CHALLENGE 1: Print the passage of the article below on the Fresno home, starting at "Segregation determined where" and ending at "nearly 70 years.", with no changes.
## Start SOURCE
Segregation determined where this 100-year-old built her Fresno home. She never left
Corine Burton Reed, who turns 100 years old Monday, has been living in the same house in southwest Fresno for nearly 70 years.
“I never did like it, but my husband liked it,” Burton says of the city from within the home her late ex-husband finished building in 1950. “He wanted to raise the children in Fresno, that’s why I’m here – and I still don’t like it, but this is where I am.”
Reed made the most of the place over the past seven decades. Her late ex-husband, Milton Reed, chose the location after he was honorably discharged from the U.S. Navy after serving in World War II – but it wasn’t much of choice.
At that time, much of Fresno’s property came with deed restrictions about which races could purchase land in certain areas. The Reeds, who are African American, could buy in southwest Fresno, which had a predominately black population, but first they had to get a mortgage. Milton Reed couldn’t get one in Fresno after arriving in the city in 1948. Loan corporations in the city had color-coded maps, shading areas with large minority populations red, labeling them “undesirable” and denying them mortgages – a practice that became known as redlining. So the Reeds got their loan at a little place in Merced.
## End SOURCE
## Start STORED ROWS
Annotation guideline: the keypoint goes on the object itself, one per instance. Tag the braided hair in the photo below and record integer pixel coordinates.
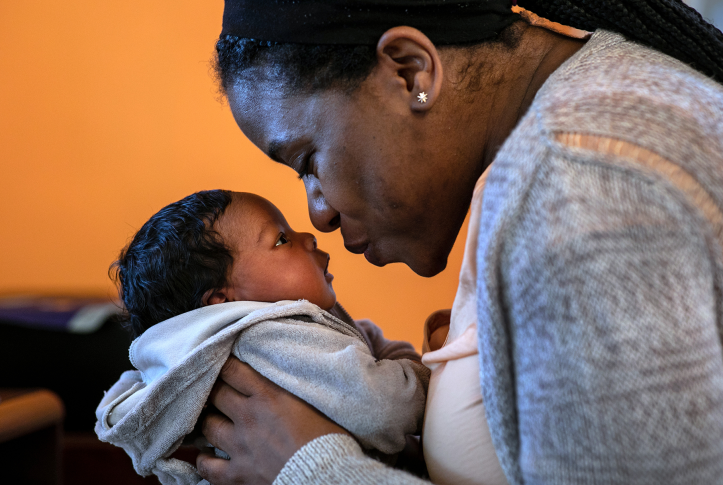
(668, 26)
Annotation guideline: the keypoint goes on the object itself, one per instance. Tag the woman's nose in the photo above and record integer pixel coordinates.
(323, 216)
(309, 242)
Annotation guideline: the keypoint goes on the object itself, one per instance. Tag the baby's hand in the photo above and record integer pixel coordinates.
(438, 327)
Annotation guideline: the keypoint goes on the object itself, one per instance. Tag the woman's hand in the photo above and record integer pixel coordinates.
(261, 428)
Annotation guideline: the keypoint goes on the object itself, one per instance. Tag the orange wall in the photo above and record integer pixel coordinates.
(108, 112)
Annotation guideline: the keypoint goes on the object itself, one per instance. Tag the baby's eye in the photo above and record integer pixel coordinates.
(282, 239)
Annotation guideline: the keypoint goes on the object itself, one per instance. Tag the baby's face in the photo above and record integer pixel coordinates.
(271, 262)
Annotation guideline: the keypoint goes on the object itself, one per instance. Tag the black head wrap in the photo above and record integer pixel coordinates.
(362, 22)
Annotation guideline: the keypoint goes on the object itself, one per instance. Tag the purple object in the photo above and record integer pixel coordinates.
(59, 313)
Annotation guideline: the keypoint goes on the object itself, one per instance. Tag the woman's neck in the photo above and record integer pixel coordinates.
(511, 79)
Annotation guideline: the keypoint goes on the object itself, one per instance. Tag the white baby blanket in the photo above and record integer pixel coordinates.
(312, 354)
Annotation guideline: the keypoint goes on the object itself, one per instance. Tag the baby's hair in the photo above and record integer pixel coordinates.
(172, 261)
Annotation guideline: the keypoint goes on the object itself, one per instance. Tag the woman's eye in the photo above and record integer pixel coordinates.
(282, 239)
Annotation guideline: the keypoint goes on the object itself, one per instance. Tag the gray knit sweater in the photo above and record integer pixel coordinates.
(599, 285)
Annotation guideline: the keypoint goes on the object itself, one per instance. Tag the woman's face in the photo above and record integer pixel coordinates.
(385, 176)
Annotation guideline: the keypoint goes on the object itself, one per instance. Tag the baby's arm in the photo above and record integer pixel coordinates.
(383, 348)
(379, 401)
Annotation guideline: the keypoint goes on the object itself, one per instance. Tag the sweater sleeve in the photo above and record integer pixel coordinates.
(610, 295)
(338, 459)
## End STORED ROWS
## Start STORED ROWS
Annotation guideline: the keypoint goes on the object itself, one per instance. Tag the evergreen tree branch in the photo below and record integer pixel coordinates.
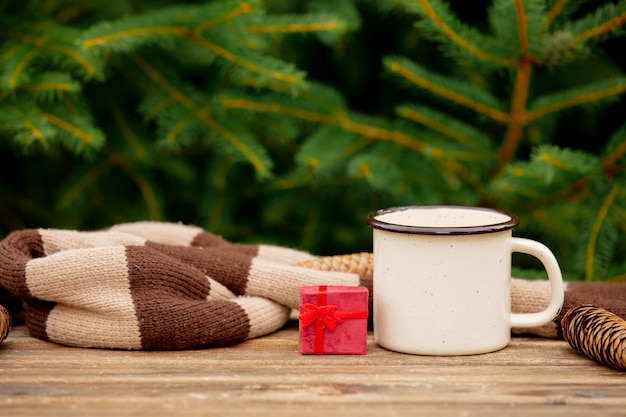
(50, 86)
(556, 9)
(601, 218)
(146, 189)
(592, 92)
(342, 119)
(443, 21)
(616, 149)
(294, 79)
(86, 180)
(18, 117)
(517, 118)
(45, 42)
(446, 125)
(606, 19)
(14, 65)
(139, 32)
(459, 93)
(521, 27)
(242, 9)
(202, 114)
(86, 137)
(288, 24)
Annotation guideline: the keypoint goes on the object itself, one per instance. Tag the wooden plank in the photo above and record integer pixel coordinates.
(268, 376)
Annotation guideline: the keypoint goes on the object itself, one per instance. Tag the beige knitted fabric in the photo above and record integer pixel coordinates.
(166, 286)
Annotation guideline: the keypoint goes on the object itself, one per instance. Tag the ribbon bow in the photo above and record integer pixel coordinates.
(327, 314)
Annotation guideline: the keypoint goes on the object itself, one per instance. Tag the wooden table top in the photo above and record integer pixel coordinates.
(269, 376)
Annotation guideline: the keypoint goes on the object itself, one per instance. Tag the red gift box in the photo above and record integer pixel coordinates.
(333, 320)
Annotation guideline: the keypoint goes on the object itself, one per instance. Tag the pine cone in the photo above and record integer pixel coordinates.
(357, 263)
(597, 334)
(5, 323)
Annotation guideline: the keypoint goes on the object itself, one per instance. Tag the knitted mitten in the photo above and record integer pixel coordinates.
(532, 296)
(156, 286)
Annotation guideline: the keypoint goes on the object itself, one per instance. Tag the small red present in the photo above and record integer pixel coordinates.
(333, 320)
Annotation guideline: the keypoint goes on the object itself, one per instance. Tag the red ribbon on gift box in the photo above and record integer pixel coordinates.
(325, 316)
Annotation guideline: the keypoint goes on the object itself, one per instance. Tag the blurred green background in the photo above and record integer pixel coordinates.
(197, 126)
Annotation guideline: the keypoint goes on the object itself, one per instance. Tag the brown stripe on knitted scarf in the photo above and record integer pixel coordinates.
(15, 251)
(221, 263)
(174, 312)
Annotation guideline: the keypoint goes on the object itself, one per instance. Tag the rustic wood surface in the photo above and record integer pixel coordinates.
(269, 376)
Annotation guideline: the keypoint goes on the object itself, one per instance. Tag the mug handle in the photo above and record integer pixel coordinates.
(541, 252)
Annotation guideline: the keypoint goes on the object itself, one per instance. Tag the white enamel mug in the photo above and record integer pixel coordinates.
## End STORED ROWS
CHALLENGE 2: Identify each of the rows above that contains the word "gift", and copy those lines in full.

COMPLETE RESPONSE 1:
Segregation determined where this 100-year-old built her Fresno home. She never left
Corine Burton Reed, who turns 100 years old Monday, has been living in the same house in southwest Fresno for nearly 70 years.

COMPLETE RESPONSE 2:
Annotation guideline: the keypoint goes on the object itself, one per instance. Tag the red gift box in the photo above and record integer pixel coordinates.
Annotation guideline: the keypoint goes on the object itself, one per instance. Tag the red ribbon on gift box in the photo above and record integer pixel coordinates.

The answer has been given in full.